◆ **DIRECTIONS**: Transcribe all of the material exactly.

※ ※ ※

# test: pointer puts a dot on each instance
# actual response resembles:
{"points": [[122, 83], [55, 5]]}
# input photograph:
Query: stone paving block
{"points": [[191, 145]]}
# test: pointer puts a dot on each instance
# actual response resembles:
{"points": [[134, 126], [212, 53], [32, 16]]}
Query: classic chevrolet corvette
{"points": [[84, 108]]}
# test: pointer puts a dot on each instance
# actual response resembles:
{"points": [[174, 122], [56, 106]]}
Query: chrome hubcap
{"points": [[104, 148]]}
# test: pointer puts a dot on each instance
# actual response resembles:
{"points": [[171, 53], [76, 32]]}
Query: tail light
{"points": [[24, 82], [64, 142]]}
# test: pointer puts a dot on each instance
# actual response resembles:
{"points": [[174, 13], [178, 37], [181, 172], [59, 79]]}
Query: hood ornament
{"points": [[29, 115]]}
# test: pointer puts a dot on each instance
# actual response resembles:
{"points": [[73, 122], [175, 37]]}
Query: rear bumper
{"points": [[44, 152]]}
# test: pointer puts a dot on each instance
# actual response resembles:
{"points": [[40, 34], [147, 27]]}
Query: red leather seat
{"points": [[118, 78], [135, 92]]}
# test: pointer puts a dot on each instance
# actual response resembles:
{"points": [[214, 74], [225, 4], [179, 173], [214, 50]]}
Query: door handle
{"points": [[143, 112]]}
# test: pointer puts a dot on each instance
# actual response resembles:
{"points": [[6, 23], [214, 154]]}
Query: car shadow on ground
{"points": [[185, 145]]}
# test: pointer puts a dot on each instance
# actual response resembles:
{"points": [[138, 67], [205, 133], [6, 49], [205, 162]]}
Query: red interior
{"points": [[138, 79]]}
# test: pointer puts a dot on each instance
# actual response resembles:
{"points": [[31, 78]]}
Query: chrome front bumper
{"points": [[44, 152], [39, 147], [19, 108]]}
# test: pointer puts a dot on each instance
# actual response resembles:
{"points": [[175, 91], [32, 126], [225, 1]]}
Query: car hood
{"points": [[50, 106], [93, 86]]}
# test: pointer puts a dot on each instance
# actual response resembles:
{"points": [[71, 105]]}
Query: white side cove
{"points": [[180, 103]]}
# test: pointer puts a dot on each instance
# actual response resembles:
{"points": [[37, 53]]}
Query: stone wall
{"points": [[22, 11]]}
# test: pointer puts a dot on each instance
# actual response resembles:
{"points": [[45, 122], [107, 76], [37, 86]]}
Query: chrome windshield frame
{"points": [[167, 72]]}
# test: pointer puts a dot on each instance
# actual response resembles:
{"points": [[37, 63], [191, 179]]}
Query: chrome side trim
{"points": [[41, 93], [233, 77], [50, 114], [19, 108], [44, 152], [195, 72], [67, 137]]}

※ ※ ※

◆ **PROBLEM SOLUTION**:
# test: pointer puts a dot on each instance
# actual response resembles:
{"points": [[122, 83], [55, 5]]}
# input photograph:
Query: stone paving block
{"points": [[191, 145]]}
# test: pointer puts a dot on each instance
# actual response resembles:
{"points": [[134, 126], [212, 53], [32, 16]]}
Query: classic chevrolet corvette
{"points": [[84, 108]]}
# test: pointer puts a dot on each instance
# actual response resembles:
{"points": [[174, 122], [56, 106]]}
Query: chrome hubcap
{"points": [[104, 148]]}
# test: pointer puts a dot on each instance
# actual response resembles:
{"points": [[171, 53], [76, 32]]}
Query: tail light
{"points": [[24, 82], [64, 142]]}
# test: pointer puts a dot on each instance
# actual response resembles:
{"points": [[174, 13], [178, 37], [181, 172], [59, 79]]}
Query: hood ornament
{"points": [[29, 115]]}
# test: pointer puts a dot on each instance
# actual response resembles:
{"points": [[73, 122], [175, 37]]}
Query: rear bumper
{"points": [[44, 152]]}
# test: pointer puts a dot on each instance
# actual response resembles:
{"points": [[40, 34], [147, 27]]}
Query: red leather seat
{"points": [[118, 78], [135, 92]]}
# test: pointer puts a dot on each instance
# actual response resembles:
{"points": [[214, 74], [225, 4], [179, 173], [214, 50]]}
Query: door handle
{"points": [[143, 112]]}
# test: pointer puts a dot on each instance
# actual response resembles:
{"points": [[6, 23], [214, 154]]}
Query: car shadow on ground
{"points": [[185, 145]]}
# test: pointer puts a dot on each instance
# actual response resembles:
{"points": [[138, 67], [205, 133], [6, 49], [205, 162]]}
Query: red interior
{"points": [[138, 79]]}
# test: pointer puts a dot on each instance
# actual response resembles:
{"points": [[31, 78]]}
Query: chrome front bumper
{"points": [[44, 152], [39, 147], [19, 108]]}
# test: pointer puts a dot on each instance
# actual response resembles:
{"points": [[175, 91], [32, 126], [225, 1]]}
Query: car hood
{"points": [[50, 106], [93, 86]]}
# test: pointer puts a dot on each instance
# actual response resembles:
{"points": [[71, 105]]}
Query: white side cove
{"points": [[180, 103]]}
# test: pointer puts a dot on each instance
# actual response resembles:
{"points": [[37, 53]]}
Query: stone wall
{"points": [[22, 11]]}
# test: pointer puts a dot on each instance
# actual response resembles:
{"points": [[45, 122], [107, 76], [37, 86]]}
Query: chrome windshield frame
{"points": [[167, 72]]}
# test: pointer puts a dot on each instance
# actual response resembles:
{"points": [[37, 63], [191, 179]]}
Query: chrome side trim
{"points": [[41, 93], [233, 77], [50, 114], [19, 108], [44, 152], [195, 72], [67, 137]]}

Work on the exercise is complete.